─── AVAILABLE RECORDS ───
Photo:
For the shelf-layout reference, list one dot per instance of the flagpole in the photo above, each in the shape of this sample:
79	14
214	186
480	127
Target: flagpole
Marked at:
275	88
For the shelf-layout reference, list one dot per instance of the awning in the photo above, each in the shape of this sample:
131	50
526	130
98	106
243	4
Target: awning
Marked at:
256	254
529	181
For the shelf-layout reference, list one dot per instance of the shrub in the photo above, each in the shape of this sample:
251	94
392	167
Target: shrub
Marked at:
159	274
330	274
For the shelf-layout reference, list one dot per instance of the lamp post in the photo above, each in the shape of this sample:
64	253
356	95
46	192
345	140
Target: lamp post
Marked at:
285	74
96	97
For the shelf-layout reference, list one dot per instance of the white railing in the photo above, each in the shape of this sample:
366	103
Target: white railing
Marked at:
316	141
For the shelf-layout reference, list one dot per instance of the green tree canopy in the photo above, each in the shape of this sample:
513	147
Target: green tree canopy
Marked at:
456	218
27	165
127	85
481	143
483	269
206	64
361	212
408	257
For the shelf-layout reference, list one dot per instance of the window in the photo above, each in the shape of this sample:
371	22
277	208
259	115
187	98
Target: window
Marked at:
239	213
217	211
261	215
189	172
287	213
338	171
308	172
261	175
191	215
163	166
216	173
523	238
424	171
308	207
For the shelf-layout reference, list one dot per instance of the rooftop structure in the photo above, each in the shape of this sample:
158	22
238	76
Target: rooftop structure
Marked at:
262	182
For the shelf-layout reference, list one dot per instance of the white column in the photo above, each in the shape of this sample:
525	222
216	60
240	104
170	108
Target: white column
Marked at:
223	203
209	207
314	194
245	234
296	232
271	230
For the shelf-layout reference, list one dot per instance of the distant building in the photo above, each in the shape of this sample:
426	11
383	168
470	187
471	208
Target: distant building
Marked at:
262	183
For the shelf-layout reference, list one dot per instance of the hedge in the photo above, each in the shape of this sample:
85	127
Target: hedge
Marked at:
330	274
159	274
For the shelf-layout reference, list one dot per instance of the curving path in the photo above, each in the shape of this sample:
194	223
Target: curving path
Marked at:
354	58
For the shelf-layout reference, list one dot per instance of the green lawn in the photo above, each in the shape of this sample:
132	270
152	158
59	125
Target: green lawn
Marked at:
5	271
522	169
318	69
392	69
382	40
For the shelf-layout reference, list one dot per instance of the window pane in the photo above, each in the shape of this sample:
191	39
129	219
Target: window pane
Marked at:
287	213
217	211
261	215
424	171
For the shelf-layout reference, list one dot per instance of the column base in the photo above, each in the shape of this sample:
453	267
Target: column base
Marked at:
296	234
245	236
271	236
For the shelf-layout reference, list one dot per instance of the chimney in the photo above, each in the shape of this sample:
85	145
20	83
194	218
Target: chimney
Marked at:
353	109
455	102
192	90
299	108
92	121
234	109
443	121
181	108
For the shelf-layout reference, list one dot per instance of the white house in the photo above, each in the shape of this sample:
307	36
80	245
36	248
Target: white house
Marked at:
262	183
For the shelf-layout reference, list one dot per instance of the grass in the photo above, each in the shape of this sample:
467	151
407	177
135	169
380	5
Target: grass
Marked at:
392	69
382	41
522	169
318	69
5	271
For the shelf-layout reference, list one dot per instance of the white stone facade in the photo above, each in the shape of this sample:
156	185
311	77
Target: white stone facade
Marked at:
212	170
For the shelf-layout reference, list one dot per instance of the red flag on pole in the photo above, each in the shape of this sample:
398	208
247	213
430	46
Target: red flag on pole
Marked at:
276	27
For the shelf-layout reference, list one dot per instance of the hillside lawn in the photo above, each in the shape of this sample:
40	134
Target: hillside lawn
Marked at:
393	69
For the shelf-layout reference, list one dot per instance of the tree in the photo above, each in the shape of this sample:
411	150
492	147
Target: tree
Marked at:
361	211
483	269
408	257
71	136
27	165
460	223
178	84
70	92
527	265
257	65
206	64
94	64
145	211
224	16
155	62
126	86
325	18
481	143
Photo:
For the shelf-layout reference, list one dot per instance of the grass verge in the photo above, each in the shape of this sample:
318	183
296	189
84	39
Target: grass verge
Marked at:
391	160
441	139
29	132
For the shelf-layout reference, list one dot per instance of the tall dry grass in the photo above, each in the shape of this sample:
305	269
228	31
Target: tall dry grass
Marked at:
───
- _WHAT IS BEING ASKED_
Reproduce the data. Keep it exact.

- _RESULT BELOW_
Photo:
For the shelf-layout reference, list one dot per instance of the flagpole in the photo above, each in the shape of this sample:
79	14
214	186
480	127
Target: flagpole
Marked at:
275	88
For the shelf-layout reference, list one dot per instance of the awning in the photo above, each in the shape of this sample:
131	50
526	130
98	106
243	4
Target: awning
Marked at:
256	254
529	181
For the shelf-layout reference, list one dot per instance of the shrub in the photo above, each in the shape of this sample:
251	94
392	167
Target: shrub
Marked at:
159	274
330	274
For the shelf-layout reference, list one dot per instance of the lamp post in the photo above, each in the shape of this sample:
64	253
356	95
46	192
345	140
Target: lamp post
Marked at:
285	74
96	97
For the shelf-layout reference, list one dot per instance of the white railing in the photo above, each in the shape of this sample:
366	103
Target: white railing
Marked at:
316	141
For the shelf-layout reference, list one dot per instance of the green tree canopy in the photo above, each in the shape of this sample:
513	147
Target: green tree canopy
Marked at:
456	218
27	165
127	85
481	143
483	269
206	64
361	212
408	257
For the shelf-layout reference, list one dot per instance of the window in the photo above, each in the shape of this sample:
371	22
277	208
259	115
187	98
Target: window
Marked at:
239	213
217	211
261	215
189	172
287	213
338	171
308	172
261	175
191	215
163	166
216	173
523	238
424	171
308	207
For the shelf-layout reference, list one dot per instance of the rooftop structure in the photo above, each in the shape of this sample:
158	22
238	76
Target: rooftop structure
Marked at:
262	182
For the shelf-layout reference, list one dot per instance of the white column in the photo above, each in the shape of this sample:
525	222
216	60
240	104
170	108
Target: white column
Marked at:
223	203
209	207
314	194
245	234
296	232
271	230
For the shelf-layout reference, list one dot per instance of the distant building in the photo above, each in the shape of this sample:
426	11
383	168
470	187
471	208
Target: distant building
Marked at:
262	183
For the shelf-layout reference, list one dot per instance of the hedge in the photo above, each in the shape of this sample:
85	127
Target: hedge
Marked at:
330	274
159	274
For the shelf-layout reference, list one dot per instance of the curving path in the photo above, each in the shape of this sample:
194	223
Target: curving path
Marked at:
354	58
For the shelf-layout reference, list one dot per instance of the green lawn in the photo above, each in the shape of this sample:
132	270
152	158
59	125
Target: green lawn
Marked at:
5	271
522	169
318	69
392	69
382	40
For the shelf-layout reference, list one dot per instance of the window pane in the photo above, each in the shape of this sample:
191	39
129	219
Target: window pane
Marked at:
287	213
217	211
261	215
424	171
For the shelf-layout reference, list one dot per instance of the column base in the photo above, each in the shape of this sample:
453	267
Target: column base
Marked at:
296	234
245	236
271	236
For the shelf-layout reference, list one dot per instance of the chimney in the photo above, each in the shape of this sample:
85	145
20	83
194	218
Target: chimney
Marked at:
353	109
455	102
192	90
299	108
92	121
234	109
443	121
181	108
For the shelf-layout reference, list one dot per instance of the white house in the photo above, each in the shape of this sample:
307	36
80	245
36	248
Target: white house
Marked at:
262	183
For the shelf-layout reference, list one dot per instance of the grass in the photo above, each in the shape of this sample:
467	151
407	177
135	169
380	5
Target: grass
Marked at:
392	69
382	41
522	169
318	69
5	271
For the shelf-layout reference, list one dot per instance of the white stone facade in the photo above, each in the shape of this sample:
156	185
311	77
Target: white stone facade
Marked at:
212	170
For the shelf-layout reference, list one dot per instance of the red flag on pole in the photo above, each in the shape of this sample:
398	208
247	213
430	46
Target: red flag on pole
Marked at:
276	27
For the shelf-layout reference, list one dot per instance of the hillside lawn in the photo above, each in the shape of this sample:
40	134
Target: hillside lawn
Marked at:
393	69
For the shelf-layout reference, list one dot per instance of the tree in the photo above, each in the shape of this sample:
411	150
492	147
Target: tree
Marked at:
361	211
483	269
408	257
71	136
27	165
460	223
178	84
70	92
527	265
257	65
206	64
94	64
145	211
224	16
155	62
126	86
325	18
481	143
Photo:
For the shelf-layout reference, list one dot per instance of the grass verge in the photo above, each in the shape of this sample:
318	183
296	189
84	39
Target: grass verge
Marked at:
391	160
441	139
29	132
For the shelf-layout reference, list one dot per instance of the tall dry grass in the photo above, each in the shape of this sample:
305	269
228	31
Target: tall dry grass
Marked at:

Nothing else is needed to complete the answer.